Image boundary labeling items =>
·····

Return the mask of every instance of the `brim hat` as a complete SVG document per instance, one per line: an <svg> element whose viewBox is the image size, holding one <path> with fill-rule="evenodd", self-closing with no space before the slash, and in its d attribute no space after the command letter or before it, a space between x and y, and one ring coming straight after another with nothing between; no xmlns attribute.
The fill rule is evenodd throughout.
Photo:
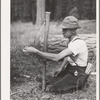
<svg viewBox="0 0 100 100"><path fill-rule="evenodd" d="M78 19L74 16L67 16L63 22L58 26L59 28L66 28L66 29L76 29L81 28L78 25Z"/></svg>

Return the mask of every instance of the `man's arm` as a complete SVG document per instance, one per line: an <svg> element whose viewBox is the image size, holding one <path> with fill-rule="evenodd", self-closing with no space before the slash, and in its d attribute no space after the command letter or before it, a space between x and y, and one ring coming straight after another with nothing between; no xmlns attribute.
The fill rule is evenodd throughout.
<svg viewBox="0 0 100 100"><path fill-rule="evenodd" d="M53 61L59 61L60 59L73 54L72 51L68 48L66 48L65 50L62 50L58 54L42 52L42 51L37 50L34 47L26 47L23 51L26 53L32 52Z"/></svg>

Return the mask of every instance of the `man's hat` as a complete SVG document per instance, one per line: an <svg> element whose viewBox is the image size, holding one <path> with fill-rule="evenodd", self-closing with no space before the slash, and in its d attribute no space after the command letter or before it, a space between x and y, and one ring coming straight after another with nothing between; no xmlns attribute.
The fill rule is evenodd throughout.
<svg viewBox="0 0 100 100"><path fill-rule="evenodd" d="M61 25L59 25L59 28L66 28L66 29L75 29L75 28L80 28L78 25L78 19L75 18L74 16L67 16Z"/></svg>

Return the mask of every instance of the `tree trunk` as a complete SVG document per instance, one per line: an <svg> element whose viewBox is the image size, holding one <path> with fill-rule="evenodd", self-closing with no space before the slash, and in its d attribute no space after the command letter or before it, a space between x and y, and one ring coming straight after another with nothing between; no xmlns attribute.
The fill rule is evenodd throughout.
<svg viewBox="0 0 100 100"><path fill-rule="evenodd" d="M45 0L37 0L36 24L42 25L45 19Z"/></svg>

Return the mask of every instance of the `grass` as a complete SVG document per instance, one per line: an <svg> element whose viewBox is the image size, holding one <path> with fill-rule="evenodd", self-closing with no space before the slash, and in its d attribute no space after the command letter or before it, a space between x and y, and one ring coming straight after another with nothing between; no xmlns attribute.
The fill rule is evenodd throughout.
<svg viewBox="0 0 100 100"><path fill-rule="evenodd" d="M57 27L59 23L50 23L50 36L60 35L61 30ZM96 22L93 21L79 21L82 27L77 31L78 34L95 34L96 33ZM34 81L35 76L42 74L43 60L39 59L34 54L26 55L23 53L23 48L28 45L34 45L34 39L38 33L40 27L33 25L31 22L22 23L20 21L11 24L11 91L18 92L11 96L14 99L22 100L36 100L34 98L41 98L44 93L38 89L39 83ZM44 30L41 32L43 35ZM95 44L96 45L96 44ZM93 56L90 54L89 58ZM95 60L95 59L94 59ZM60 66L61 62L56 63L52 61L47 62L47 74L52 75L56 68ZM28 75L30 78L23 77L21 75ZM90 100L96 100L96 77L89 77L90 87L84 91L79 91L79 98L86 98ZM49 95L54 100L74 100L77 99L77 92L68 94ZM53 100L52 99L52 100ZM38 99L39 100L39 99Z"/></svg>

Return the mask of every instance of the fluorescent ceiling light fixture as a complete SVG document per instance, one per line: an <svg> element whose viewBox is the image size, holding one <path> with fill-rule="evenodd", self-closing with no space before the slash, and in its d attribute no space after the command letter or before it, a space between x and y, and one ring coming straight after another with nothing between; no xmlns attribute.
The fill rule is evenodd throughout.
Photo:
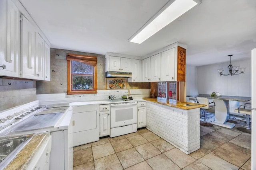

·····

EXERCISE TASK =>
Return the whole listing above line for line without changing anything, but leave out the pictures.

OUTPUT BELOW =>
Return the mask of every instance of the `brim hat` as a complete SVG document per instance, one per line: an <svg> element whose viewBox is the image size, holding one <path> with fill-rule="evenodd", self-closing with no space before the slash, and in its d attribute no space after the command letter or before it, a space between x and y, and one ring coming straight after another with nothing between; no xmlns attribute.
The fill rule is evenodd throughout.
Photo:
<svg viewBox="0 0 100 100"><path fill-rule="evenodd" d="M78 19L74 16L67 16L63 22L58 26L59 28L66 28L66 29L76 29L81 28L78 25Z"/></svg>

Return the mask of every instance of the `man's arm` as a complete SVG document per instance, one per line: an <svg> element whose viewBox is the image size, holding one <path> with fill-rule="evenodd", self-closing with no space before the slash, and in its d attribute no space after the command letter or before it, a space between x and y, and one ring coming straight after another with nothing between; no xmlns attribute.
The fill rule is evenodd throughout.
<svg viewBox="0 0 100 100"><path fill-rule="evenodd" d="M53 61L59 61L60 59L73 54L72 51L68 48L66 48L65 50L62 50L58 54L42 52L42 51L37 50L34 47L26 47L23 51L26 53L32 52Z"/></svg>

Return the mask of every instance of the `man's hat` as a complete SVG document per instance, one per line: an <svg> element whose viewBox is the image size, holding one <path> with fill-rule="evenodd", self-closing with no space before the slash, and in its d attribute no space after the command letter or before it, a space between x and y, and one ring coming straight after another with nothing between; no xmlns attribute.
The fill rule is evenodd throughout.
<svg viewBox="0 0 100 100"><path fill-rule="evenodd" d="M61 25L59 25L59 28L66 28L66 29L75 29L75 28L80 28L78 25L78 19L75 18L74 16L67 16Z"/></svg>

Return the mask of every instance of the `tree trunk` as a complete SVG document per instance, one per line: an <svg> element whose viewBox is the image size, holding one <path> with fill-rule="evenodd", self-closing with no space before the slash, and in its d attribute no space after the command letter or before it, a space between x and y, and one ring coming straight after another with nothing between; no xmlns attribute.
The fill rule is evenodd throughout.
<svg viewBox="0 0 100 100"><path fill-rule="evenodd" d="M45 0L37 0L36 24L42 25L45 19Z"/></svg>

Return the mask of every instance of the `grass` as a complete SVG document per instance, one per line: an <svg> element whose viewBox is the image size, holding one <path> with fill-rule="evenodd", self-closing with no space before the slash, and in its d attribute no space after the command letter or before it, a space between x and y, and one ring coming straight after another with nothing between; no xmlns attribute.
The fill rule is evenodd throughout.
<svg viewBox="0 0 100 100"><path fill-rule="evenodd" d="M57 27L59 23L50 23L50 36L60 35L61 30ZM96 22L93 21L79 21L82 27L77 31L78 34L95 34L96 33ZM34 81L35 76L42 74L43 60L39 59L34 54L26 55L23 53L23 48L28 45L34 45L34 39L38 33L40 27L33 25L31 22L22 23L20 21L11 24L11 91L18 92L11 96L14 99L22 100L36 100L34 98L41 98L44 93L38 89L39 83ZM44 30L41 32L43 35ZM95 44L96 45L96 44ZM93 56L90 54L89 58ZM95 60L95 59L94 59ZM60 66L61 62L56 63L52 61L47 62L47 74L52 75L56 68ZM28 75L30 78L23 77L21 75ZM90 100L96 100L96 77L89 77L90 87L84 91L79 91L79 98L86 98ZM49 95L54 100L74 100L77 99L77 92L68 94ZM53 100L52 99L52 100ZM38 99L39 100L39 99Z"/></svg>

Return the mask of every instance of the fluorescent ceiling light fixture as a complete SVG document per instance, one per line: an <svg> element whose viewBox is the image size, holding one <path> with fill-rule="evenodd", self-closing with no space before the slash, and in its d attribute no space after the command letter or before it, a space between x and y, and one ring coming straight after another with nothing between; no xmlns attribute.
The fill rule is evenodd throughout.
Photo:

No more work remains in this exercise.